Hitchcock no quiere ser un
biopic al uso, tan sólo se centra en un episodio capital de su carrera -la
creación de Psicosis (1960), su título
de mayor éxito comercial- y aunque necesita contar cómo transcurrió aquella
filmación (lo que sirve para explicar y comprender comportamientos, motivaciones,
sucesos) no se pierde en erudiciones, en una cinefilia elitista o compleja,
sino que, al modo de la reciente Mi
semana con Marilyn (2011), sabe integrar lo estrictamente cinematográfico
en la historia, sin llegar al encanto de ésta, para ahondar en lo que le
interesa, es decir, la relación más materno-filial que sexual, de dependencia y
necesidad pero sin duda de complicidad y entendimiento que mantuvieron los
Hitchcock (así lo certifican los múltiples testimonios, incluido el de su única
hija, Pat, y el del propio Sir Alfred, recogidos por Donald Spoto y otros
biógrafos durante años de investigación). Pero, por encima de todo, Sacha
Gervasi quiere homenajear al maestro y rodar una cinta que tenga su espíritu,
que huela a Hitchcock, que le evoque sin imitarle ni parodiarle (aunque sea
inevitable filmar alguna de sus secuencias más legendarias, claro), una
recreación de lo que pudo ser el rodaje de Psicosis
y cómo afectó a la vida del matrimonio tomando para ello toda la parafernalia,
lo grotesco, lo caricaturesco, su propia conversión en personaje icónico
haciendo continua gala de un ambiguo pero exitoso sentido del humor, cómo el
propio Hitchcock quiso pasar a la posteridad a través de sus intervenciones
(míticas, imprescindibles, geniales) en sus series para televisión; ese es el
que aparece en esta película y, a pesar de explotar todos estos elementos, es tratado
con un enorme respeto y mimo ya que, en realidad, apenas toca el asunto más
espinoso, es decir, su trato, su mal trato –aunque sería pertinente escribirlo
como una sola palabra-, a la mayoría de las actrices con las que trabajó (en
parte porque su instinto más mórbido y cruel, aletargado o reducido a su
incontinencia verbal, se despertaría y sería irrefrenable a raíz de la
aparición en escena de Tippi Hedren y a ese momento no llega el presente
filme).

REGISTROS SIN PROCESAR -
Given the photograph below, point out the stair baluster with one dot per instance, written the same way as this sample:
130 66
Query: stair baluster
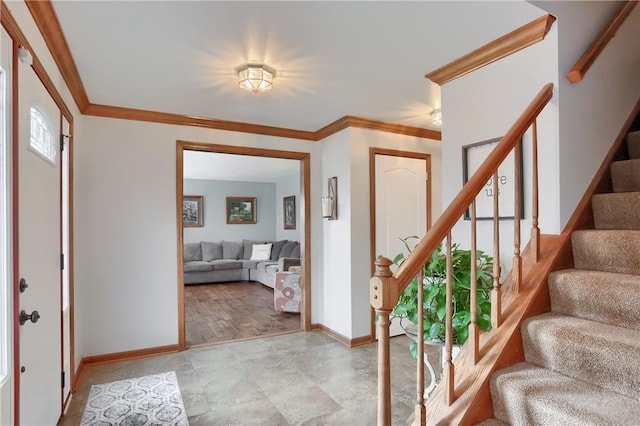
496 293
474 330
535 230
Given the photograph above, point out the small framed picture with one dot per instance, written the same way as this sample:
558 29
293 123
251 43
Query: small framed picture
192 210
289 212
472 157
241 210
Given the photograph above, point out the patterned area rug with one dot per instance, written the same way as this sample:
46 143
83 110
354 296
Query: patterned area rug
143 401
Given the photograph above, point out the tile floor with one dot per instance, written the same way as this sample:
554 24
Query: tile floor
293 379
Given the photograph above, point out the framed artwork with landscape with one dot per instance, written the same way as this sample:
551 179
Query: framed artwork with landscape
289 212
472 157
192 210
241 210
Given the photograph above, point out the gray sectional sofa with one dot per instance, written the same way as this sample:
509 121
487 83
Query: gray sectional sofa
224 261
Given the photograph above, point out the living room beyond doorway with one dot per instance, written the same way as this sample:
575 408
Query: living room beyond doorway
229 195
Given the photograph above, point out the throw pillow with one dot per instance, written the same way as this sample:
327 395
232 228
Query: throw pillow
287 249
192 252
231 250
276 248
211 251
261 252
248 248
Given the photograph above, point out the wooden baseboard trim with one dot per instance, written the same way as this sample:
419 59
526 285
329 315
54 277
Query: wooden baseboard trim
127 355
358 341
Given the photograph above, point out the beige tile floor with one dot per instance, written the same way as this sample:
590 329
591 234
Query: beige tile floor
293 379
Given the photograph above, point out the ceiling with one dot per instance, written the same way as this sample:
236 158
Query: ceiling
243 168
332 58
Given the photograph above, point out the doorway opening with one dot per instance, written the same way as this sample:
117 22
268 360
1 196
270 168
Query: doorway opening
233 206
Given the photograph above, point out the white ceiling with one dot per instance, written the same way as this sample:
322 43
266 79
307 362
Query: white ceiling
244 168
332 59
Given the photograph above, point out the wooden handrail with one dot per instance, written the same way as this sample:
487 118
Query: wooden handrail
456 209
581 67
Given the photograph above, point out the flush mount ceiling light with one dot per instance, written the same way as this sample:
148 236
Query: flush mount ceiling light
255 78
436 117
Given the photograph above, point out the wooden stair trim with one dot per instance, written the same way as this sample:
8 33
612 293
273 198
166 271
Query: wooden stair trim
473 397
587 59
582 217
499 48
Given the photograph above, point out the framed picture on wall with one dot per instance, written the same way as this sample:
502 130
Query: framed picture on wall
192 210
241 210
472 157
289 212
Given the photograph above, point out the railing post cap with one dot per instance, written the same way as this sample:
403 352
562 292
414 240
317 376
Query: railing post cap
382 267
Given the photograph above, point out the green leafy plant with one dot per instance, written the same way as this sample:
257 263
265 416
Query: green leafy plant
435 292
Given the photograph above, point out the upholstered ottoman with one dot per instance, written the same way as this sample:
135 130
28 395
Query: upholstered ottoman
287 294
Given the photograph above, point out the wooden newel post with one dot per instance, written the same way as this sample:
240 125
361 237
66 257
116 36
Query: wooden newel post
383 296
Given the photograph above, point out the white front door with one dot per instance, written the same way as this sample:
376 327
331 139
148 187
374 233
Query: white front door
401 206
39 237
6 324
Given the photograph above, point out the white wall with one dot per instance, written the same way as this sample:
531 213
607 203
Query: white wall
126 236
593 111
335 313
483 105
215 227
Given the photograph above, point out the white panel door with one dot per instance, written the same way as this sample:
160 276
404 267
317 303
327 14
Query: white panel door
401 206
6 325
39 259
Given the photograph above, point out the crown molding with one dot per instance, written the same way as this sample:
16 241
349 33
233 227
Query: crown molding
364 123
186 120
14 31
501 47
47 21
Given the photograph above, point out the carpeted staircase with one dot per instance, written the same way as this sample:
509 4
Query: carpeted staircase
583 358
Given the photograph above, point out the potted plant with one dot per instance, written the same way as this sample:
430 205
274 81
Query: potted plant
434 284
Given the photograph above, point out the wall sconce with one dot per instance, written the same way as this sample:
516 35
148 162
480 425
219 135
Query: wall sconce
330 201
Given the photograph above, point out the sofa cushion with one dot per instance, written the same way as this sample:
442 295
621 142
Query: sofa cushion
250 264
261 252
276 248
248 248
192 252
198 266
226 264
231 250
288 248
211 251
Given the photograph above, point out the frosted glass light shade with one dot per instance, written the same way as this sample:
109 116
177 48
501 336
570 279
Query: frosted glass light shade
255 78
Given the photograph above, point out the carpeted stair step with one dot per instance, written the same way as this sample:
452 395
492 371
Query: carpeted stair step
633 143
492 422
597 353
604 297
524 394
619 210
607 250
625 175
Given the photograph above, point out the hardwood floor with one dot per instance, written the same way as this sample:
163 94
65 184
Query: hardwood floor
233 311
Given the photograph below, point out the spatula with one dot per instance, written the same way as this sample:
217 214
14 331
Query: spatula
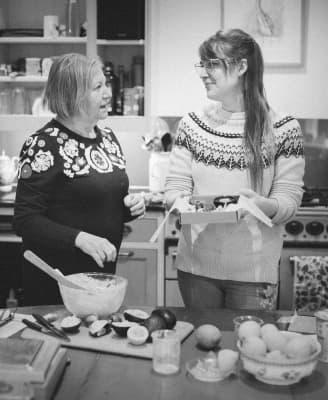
38 262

DETALLES DEL EJERCICIO -
Escribe la continuación de la reseña sobre la película Hitchcock, empezando justo después de su última oración. Los registros no son necesarios para este trabajo.

RESULTADO OBTENIDO -
Anthony Hopkins sale airoso del reto de encarnar a alguien muy popular,
muy peculiar, muy reconocible incluso para los que sólo ven cine de vez en
cuando, integrándose con el maquillaje (muy denostado, pero pertinente y
logrado), desapareciendo bajo la máscara, reproduciendo sus gestos más
característicos, su manera de andar, sus ojillos pícaros y al mismo tiempo
temerosos, su particular combinación de vulnerabilidad y presencia imponente,
su propia infantilización, su aparente frivolidad, sus permanentes ganas de
jugar, todo lo que encontramos presente en su filmografía y todo lo que él
quiso mostrarnos a través de ambas pantallas (la grande y la pequeña). Y, sobre
todo, lo más plausible es que Hopkins comprende que él no es la estrella, que
no es el amo, que su trabajo ha de estar supeditado, vinculado, matizado por el
de la verdadera protagonista de la cinta, una Helen Mirren que, de nuevo,
vuelve a demostrar su grandeza, su inteligencia, su osadía, su entrega, su
versatilidad, sus múltiples registros, su inagotable carisma, convirtiendo su
Alma Reville Hitchcock en otra de sus creaciones, en otra de sus cimas, rol que
sumar a los de Excalibur (1981), La locura del rey Jorge (1994),En el nombre del hijo (1996) o La Reina (2006). Es un absoluto deleite
contemplarla, bien durante sus escarceos amorosos, bien dosificando el vitriolo
que sale por su boca, bien tomando las riendas cuando Psicosis puede quedar en manos de la Universal (muy atinadas las
referencias al cine que quiere hacerse desde los despachos –que, por desgracia,
es el que en muchas ocasiones llega a estrenarse-), regalando continuas
lecciones de interpretación, jugando con su voz, encontrando nuevos tonos,
sorprendiendo y asombrando (pero los Oscar han optado por actrices jóvenes que, se supone, algún día nos darán alguna alegría, pero no es el caso presente, sobre todo en lo que a Jennifer Lawrence se refiere).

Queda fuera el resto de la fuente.